(Excerpts of pointing data)
# # # # # # #

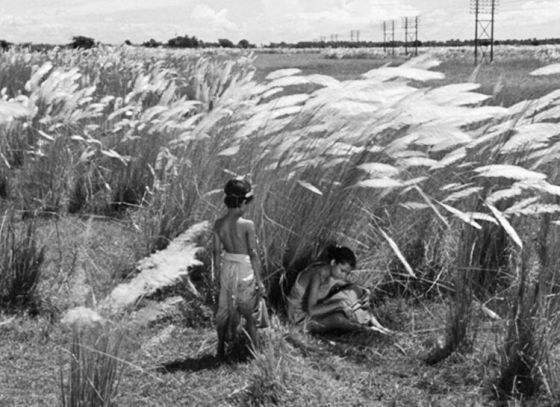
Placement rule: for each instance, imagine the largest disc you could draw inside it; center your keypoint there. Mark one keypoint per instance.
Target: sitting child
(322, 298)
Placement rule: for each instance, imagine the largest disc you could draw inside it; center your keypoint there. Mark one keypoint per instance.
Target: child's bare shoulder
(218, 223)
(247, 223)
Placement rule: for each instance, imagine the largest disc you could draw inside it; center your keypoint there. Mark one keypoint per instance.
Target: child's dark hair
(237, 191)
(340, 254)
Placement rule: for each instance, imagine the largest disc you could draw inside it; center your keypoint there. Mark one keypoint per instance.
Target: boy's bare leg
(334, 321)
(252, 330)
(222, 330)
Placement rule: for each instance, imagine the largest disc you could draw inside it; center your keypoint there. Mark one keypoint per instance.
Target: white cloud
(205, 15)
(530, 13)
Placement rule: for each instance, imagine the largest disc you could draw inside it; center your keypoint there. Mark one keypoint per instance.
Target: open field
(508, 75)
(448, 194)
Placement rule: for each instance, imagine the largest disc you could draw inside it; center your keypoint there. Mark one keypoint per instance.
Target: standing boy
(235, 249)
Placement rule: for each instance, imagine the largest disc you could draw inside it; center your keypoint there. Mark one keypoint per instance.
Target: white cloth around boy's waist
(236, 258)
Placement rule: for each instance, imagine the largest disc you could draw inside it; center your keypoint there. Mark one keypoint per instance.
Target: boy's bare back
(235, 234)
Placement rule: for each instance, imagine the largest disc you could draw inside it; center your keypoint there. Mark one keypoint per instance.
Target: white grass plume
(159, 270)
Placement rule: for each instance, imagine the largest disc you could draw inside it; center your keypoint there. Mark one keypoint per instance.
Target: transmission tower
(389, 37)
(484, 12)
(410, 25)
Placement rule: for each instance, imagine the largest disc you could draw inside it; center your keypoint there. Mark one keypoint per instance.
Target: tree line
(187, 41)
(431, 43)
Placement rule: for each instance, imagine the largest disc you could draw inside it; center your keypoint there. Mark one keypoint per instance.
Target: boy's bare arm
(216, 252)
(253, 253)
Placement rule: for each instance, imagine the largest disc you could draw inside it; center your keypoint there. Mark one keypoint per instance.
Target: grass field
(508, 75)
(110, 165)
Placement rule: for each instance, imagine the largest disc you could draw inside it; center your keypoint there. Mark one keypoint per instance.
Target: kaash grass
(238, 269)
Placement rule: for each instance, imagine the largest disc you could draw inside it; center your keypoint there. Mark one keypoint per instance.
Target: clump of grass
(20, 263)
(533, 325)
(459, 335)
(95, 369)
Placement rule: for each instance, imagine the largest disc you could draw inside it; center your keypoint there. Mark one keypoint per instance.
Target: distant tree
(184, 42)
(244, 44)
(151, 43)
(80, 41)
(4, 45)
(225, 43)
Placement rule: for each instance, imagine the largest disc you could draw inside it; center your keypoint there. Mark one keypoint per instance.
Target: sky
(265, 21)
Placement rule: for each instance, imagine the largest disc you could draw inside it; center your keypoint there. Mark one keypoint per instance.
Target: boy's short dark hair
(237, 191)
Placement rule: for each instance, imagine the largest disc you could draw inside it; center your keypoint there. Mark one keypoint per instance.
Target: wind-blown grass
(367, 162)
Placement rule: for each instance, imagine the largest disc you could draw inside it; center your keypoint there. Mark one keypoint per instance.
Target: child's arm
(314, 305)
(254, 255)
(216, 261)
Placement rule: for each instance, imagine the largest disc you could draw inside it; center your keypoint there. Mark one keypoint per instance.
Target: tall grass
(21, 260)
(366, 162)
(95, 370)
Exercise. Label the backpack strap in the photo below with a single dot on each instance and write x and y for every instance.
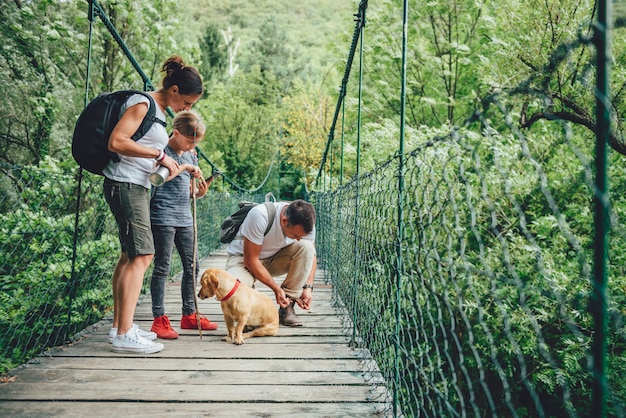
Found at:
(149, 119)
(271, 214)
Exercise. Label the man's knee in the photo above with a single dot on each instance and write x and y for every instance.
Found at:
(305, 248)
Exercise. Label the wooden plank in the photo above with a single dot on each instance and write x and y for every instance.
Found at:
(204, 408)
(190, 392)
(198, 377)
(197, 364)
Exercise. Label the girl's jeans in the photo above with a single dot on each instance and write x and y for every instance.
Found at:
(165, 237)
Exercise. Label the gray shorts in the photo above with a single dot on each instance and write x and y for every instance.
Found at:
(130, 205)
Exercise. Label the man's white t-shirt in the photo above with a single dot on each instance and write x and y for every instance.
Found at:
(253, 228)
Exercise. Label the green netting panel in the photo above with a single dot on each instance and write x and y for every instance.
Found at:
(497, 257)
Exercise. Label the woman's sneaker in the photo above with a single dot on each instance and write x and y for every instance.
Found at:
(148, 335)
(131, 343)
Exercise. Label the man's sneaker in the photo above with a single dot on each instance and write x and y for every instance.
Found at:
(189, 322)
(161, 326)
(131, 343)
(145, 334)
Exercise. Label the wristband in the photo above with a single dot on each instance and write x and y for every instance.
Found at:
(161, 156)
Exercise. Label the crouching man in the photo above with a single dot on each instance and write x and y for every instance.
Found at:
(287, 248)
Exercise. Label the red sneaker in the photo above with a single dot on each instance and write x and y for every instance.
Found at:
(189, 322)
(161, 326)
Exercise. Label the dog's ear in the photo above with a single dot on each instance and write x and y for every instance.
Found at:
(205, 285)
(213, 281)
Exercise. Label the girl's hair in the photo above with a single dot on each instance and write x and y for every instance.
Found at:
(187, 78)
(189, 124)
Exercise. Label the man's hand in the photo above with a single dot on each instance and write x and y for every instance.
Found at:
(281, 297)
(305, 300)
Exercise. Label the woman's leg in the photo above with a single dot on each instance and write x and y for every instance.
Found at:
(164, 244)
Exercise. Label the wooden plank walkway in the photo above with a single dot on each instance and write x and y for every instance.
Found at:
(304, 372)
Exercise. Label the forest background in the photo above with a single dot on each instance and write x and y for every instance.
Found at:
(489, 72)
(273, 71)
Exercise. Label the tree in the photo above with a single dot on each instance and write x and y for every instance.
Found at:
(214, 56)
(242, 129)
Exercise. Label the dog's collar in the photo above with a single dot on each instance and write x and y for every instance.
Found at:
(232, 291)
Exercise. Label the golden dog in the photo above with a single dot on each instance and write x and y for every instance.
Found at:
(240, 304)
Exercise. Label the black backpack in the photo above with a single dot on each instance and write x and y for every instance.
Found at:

# # # # # # #

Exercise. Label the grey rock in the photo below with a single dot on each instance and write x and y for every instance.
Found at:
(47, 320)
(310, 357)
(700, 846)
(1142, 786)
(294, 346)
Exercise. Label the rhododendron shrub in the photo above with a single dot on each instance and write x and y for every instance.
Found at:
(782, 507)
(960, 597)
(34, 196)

# # # # # # #

**Set exercise**
Which lines in the data above contain the word "plank"? Report every such line in full.

**Output below**
Exercise. Label the wooden plank in the photo above with a single dot on each instance and write x and y for every instance.
Exercise. Label the wooden plank walkway in the photo above with a single dot on each instance and write x and y for every instance.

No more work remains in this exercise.